WHAT IS NEEDED — Comb through the entries for "dark" and pull out each line that holds it.
*** Block opens ***
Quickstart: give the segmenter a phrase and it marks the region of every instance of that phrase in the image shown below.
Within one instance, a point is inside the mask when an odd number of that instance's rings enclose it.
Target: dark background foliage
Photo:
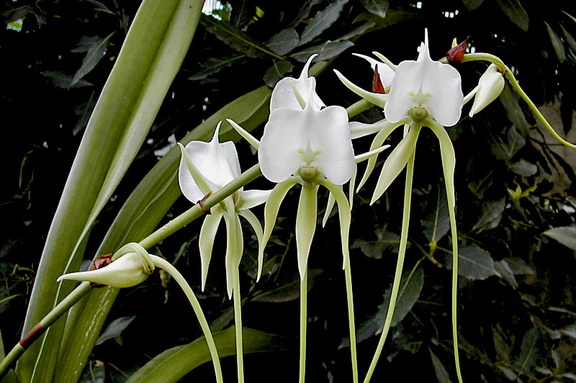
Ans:
[[[19,339],[51,218],[87,119],[139,3],[18,0],[2,4],[6,25],[16,27],[0,29],[0,217],[4,223],[0,323],[7,347]],[[252,89],[298,75],[313,52],[331,61],[318,78],[320,96],[328,105],[348,106],[357,97],[331,69],[337,68],[365,88],[372,80],[366,63],[351,52],[376,50],[395,63],[414,59],[428,28],[432,57],[440,58],[453,38],[470,37],[471,49],[501,57],[557,131],[574,137],[576,10],[569,0],[234,0],[225,5],[214,12],[218,19],[202,20],[149,139],[94,228],[96,241],[162,155],[169,137],[182,138]],[[334,17],[320,23],[327,10]],[[18,20],[23,20],[20,30],[9,24]],[[310,32],[314,22],[318,34]],[[465,93],[484,68],[477,63],[458,66]],[[543,133],[526,104],[509,88],[474,119],[467,117],[467,108],[460,123],[449,128],[457,155],[462,252],[458,310],[465,380],[576,381],[576,158]],[[381,118],[381,111],[374,108],[357,119]],[[391,332],[373,381],[390,376],[455,381],[449,315],[452,234],[446,223],[439,150],[428,133],[424,132],[417,148],[406,289],[399,303],[405,315]],[[259,137],[261,131],[254,134]],[[393,136],[391,144],[398,140]],[[356,152],[368,145],[369,140],[355,142]],[[244,168],[255,163],[246,143],[238,149]],[[255,185],[270,187],[262,180]],[[361,373],[368,367],[385,313],[403,193],[400,177],[377,204],[369,206],[373,185],[369,182],[355,198],[351,233]],[[284,351],[247,356],[247,381],[296,379],[298,284],[292,241],[296,203],[292,195],[284,202],[283,218],[267,249],[266,273],[257,284],[255,240],[246,239],[252,246],[247,246],[242,263],[245,325],[284,340]],[[188,206],[179,200],[171,214]],[[345,291],[334,218],[317,230],[310,256],[308,366],[314,382],[350,381]],[[199,283],[198,229],[199,224],[190,225],[154,249],[174,261],[194,285]],[[222,234],[207,289],[200,294],[214,329],[226,328],[232,319],[223,262],[217,256],[222,253]],[[114,322],[119,318],[133,320],[124,321],[129,323],[124,327]],[[94,348],[89,365],[92,373],[105,372],[109,381],[122,381],[162,350],[199,336],[180,292],[158,276],[123,291],[109,322],[117,332]],[[224,366],[232,378],[234,361],[225,361]],[[91,381],[89,376],[86,381]],[[206,376],[211,376],[209,366],[192,372],[186,381],[205,381]]]

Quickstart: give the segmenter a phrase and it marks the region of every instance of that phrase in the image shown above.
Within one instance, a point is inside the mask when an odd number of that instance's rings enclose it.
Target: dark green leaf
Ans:
[[[376,230],[376,240],[366,241],[358,238],[354,241],[351,248],[360,248],[362,253],[367,257],[374,259],[381,259],[382,254],[386,249],[392,248],[394,252],[398,252],[398,244],[400,243],[400,236],[388,230]]]
[[[268,54],[276,58],[281,58],[231,24],[206,15],[203,15],[200,21],[206,30],[216,36],[220,41],[232,49],[244,53],[248,57],[261,57],[264,54]]]
[[[96,64],[100,62],[100,60],[106,54],[106,49],[108,48],[108,44],[110,43],[110,39],[113,35],[114,33],[111,33],[105,38],[101,38],[99,36],[82,37],[78,43],[78,46],[72,50],[72,52],[86,52],[86,56],[82,60],[80,69],[78,69],[74,74],[74,78],[72,78],[70,86],[73,86],[78,81],[80,81],[80,79],[90,73]]]
[[[106,365],[95,360],[88,364],[84,375],[78,383],[105,383],[106,382]]]
[[[392,318],[392,326],[400,323],[410,310],[412,310],[412,307],[414,307],[414,304],[420,297],[423,286],[424,270],[421,267],[418,267],[413,273],[411,271],[405,271],[402,274],[402,282],[400,283],[396,310]],[[384,321],[386,320],[386,314],[388,313],[391,293],[392,287],[388,288],[384,293],[384,302],[378,306],[378,312],[358,326],[356,331],[356,340],[358,342],[362,342],[382,330],[382,326],[384,326]],[[350,340],[346,339],[342,342],[341,346],[347,346],[349,342]]]
[[[329,60],[332,57],[338,56],[340,53],[344,52],[346,49],[350,48],[353,45],[354,43],[350,41],[340,41],[340,42],[327,41],[324,44],[315,45],[313,47],[306,48],[300,52],[296,52],[292,54],[291,57],[293,57],[296,61],[300,61],[303,63],[306,62],[306,60],[308,60],[310,55],[317,53],[318,57],[316,57],[315,61],[316,62],[324,61]]]
[[[498,272],[500,277],[504,279],[514,290],[518,288],[518,282],[514,277],[514,272],[505,260],[494,262],[494,269]]]
[[[432,352],[431,348],[428,348],[428,351],[430,352],[430,358],[432,359],[432,365],[434,366],[434,372],[436,373],[436,379],[438,379],[438,383],[452,383],[446,367],[444,367],[436,354]]]
[[[285,340],[278,335],[248,327],[244,333],[244,353],[275,352],[285,349]],[[236,354],[234,326],[214,334],[214,341],[221,358]],[[177,382],[196,367],[210,362],[210,353],[204,338],[168,349],[154,357],[136,371],[127,383]]]
[[[522,371],[529,371],[538,362],[540,333],[536,327],[526,332],[520,346],[520,355],[516,365]]]
[[[538,172],[538,167],[525,159],[508,164],[510,170],[522,177],[532,177]]]
[[[534,274],[534,270],[530,268],[522,259],[517,257],[508,257],[505,258],[504,261],[510,267],[510,270],[514,273],[514,275],[527,275],[527,274]]]
[[[388,0],[360,0],[360,4],[362,4],[368,12],[379,17],[386,16],[386,11],[390,5]]]
[[[576,250],[576,227],[574,226],[554,227],[546,230],[543,234],[554,238],[572,250]]]
[[[506,114],[512,125],[518,129],[524,136],[529,134],[530,124],[526,121],[526,116],[520,107],[519,100],[520,96],[509,86],[505,86],[498,100],[506,109]]]
[[[552,48],[554,48],[554,52],[556,52],[556,57],[558,57],[558,61],[563,63],[566,61],[566,51],[564,50],[564,44],[560,37],[554,32],[550,25],[547,22],[544,22],[546,25],[546,31],[548,32],[548,36],[550,37],[550,42],[552,43]]]
[[[520,0],[498,0],[498,5],[514,24],[523,31],[528,30],[528,13]]]
[[[264,74],[264,82],[273,88],[278,81],[283,79],[287,73],[292,72],[294,65],[287,60],[274,61],[274,64]]]
[[[316,278],[322,274],[321,269],[308,270],[308,290],[314,286]],[[280,284],[278,287],[271,290],[266,290],[261,294],[256,295],[252,301],[266,302],[266,303],[282,303],[290,302],[298,299],[300,296],[300,278]]]
[[[480,219],[474,224],[472,230],[483,231],[497,227],[502,219],[502,213],[505,208],[506,198],[485,203],[482,208],[482,213],[480,214]]]
[[[348,0],[336,0],[335,2],[330,3],[323,10],[318,11],[316,15],[314,15],[312,22],[304,28],[299,45],[309,43],[315,37],[328,29],[338,19],[340,12],[342,12],[342,9],[347,2]]]
[[[427,211],[426,217],[421,220],[424,235],[430,243],[438,242],[450,230],[448,200],[444,188],[438,188],[436,198],[431,198]]]
[[[58,71],[45,71],[42,75],[52,81],[54,85],[58,88],[69,89],[69,88],[81,88],[83,86],[91,86],[92,84],[85,80],[79,80],[72,85],[72,76],[58,72]]]
[[[354,28],[353,30],[351,30],[350,32],[346,33],[344,36],[341,36],[339,38],[337,38],[336,42],[338,41],[345,41],[345,40],[350,40],[351,38],[354,38],[356,36],[361,36],[363,35],[368,29],[372,28],[373,26],[375,26],[376,23],[373,21],[366,21],[362,24],[360,24],[358,27]]]
[[[490,254],[478,246],[470,245],[461,248],[459,258],[458,274],[464,278],[484,280],[498,275]]]
[[[270,38],[266,46],[274,53],[284,56],[300,43],[300,36],[293,28],[283,29]]]
[[[484,0],[463,0],[464,6],[468,8],[469,11],[473,11],[482,5]]]
[[[232,56],[232,57],[209,57],[205,62],[200,63],[202,69],[188,77],[188,80],[196,81],[203,80],[215,73],[220,72],[224,68],[230,67],[236,61],[243,59],[244,55]]]
[[[121,317],[118,319],[114,319],[108,325],[108,327],[106,327],[106,329],[104,330],[102,335],[100,335],[100,337],[98,338],[98,340],[95,343],[96,346],[106,342],[108,339],[113,339],[113,338],[116,338],[116,337],[122,335],[122,332],[124,332],[124,330],[126,330],[128,325],[130,325],[130,323],[132,323],[134,318],[136,318],[136,317],[130,316],[130,317]]]

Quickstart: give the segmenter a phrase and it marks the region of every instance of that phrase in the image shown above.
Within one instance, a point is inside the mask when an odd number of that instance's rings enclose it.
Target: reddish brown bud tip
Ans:
[[[470,37],[466,38],[466,40],[452,47],[452,49],[446,53],[446,58],[448,59],[449,63],[461,63],[464,60],[464,53],[466,53],[469,39]]]
[[[378,73],[378,65],[374,68],[374,77],[372,78],[372,92],[385,94],[386,89],[382,85],[382,81],[380,80],[380,73]]]
[[[91,270],[98,270],[104,266],[108,266],[112,262],[112,256],[114,254],[101,255],[92,262]]]

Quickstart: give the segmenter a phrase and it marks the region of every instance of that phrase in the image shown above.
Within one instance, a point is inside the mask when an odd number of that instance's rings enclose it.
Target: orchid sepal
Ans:
[[[298,211],[296,213],[296,249],[298,253],[298,271],[300,279],[306,276],[308,255],[312,239],[316,232],[316,219],[318,215],[318,185],[304,182],[300,190]]]
[[[208,278],[208,268],[212,258],[212,248],[214,247],[214,238],[220,226],[223,214],[221,209],[212,209],[212,214],[204,218],[200,234],[198,236],[198,247],[200,251],[200,288],[204,291],[206,279]]]
[[[234,128],[234,130],[240,135],[242,136],[242,138],[244,138],[246,141],[248,141],[248,143],[250,145],[252,145],[252,147],[256,150],[258,150],[258,148],[260,147],[260,141],[258,141],[253,135],[251,135],[246,129],[244,129],[243,127],[241,127],[240,125],[238,125],[235,121],[227,118],[226,121],[228,121],[228,123],[230,125],[232,125],[232,127]]]
[[[406,164],[411,159],[414,149],[416,148],[416,142],[418,141],[418,136],[422,130],[422,125],[413,124],[408,130],[408,134],[400,141],[400,143],[392,150],[380,172],[380,177],[376,187],[374,188],[374,193],[372,195],[372,200],[370,205],[374,204],[384,192],[388,189],[390,184],[398,177],[402,169],[406,167]]]
[[[262,276],[262,267],[264,265],[264,249],[266,248],[268,240],[272,235],[272,230],[276,225],[276,218],[278,217],[280,205],[282,204],[282,201],[286,197],[288,191],[299,182],[300,180],[297,177],[290,177],[287,180],[280,182],[274,187],[274,189],[272,189],[272,192],[268,197],[268,201],[266,201],[266,205],[264,205],[264,233],[262,235],[262,243],[258,247],[258,274],[256,281],[259,281],[260,277]]]
[[[356,93],[358,96],[362,97],[366,101],[370,101],[372,104],[379,106],[381,108],[384,108],[384,106],[386,105],[386,102],[388,101],[388,94],[368,92],[367,90],[360,88],[358,85],[348,80],[338,70],[334,69],[334,73],[336,73],[336,76],[338,76],[340,81],[342,81],[342,83],[348,89],[350,89],[352,92]]]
*** Block closes ***
RESPONSE BOX —
Target: dark background foliage
Target: dark green leaf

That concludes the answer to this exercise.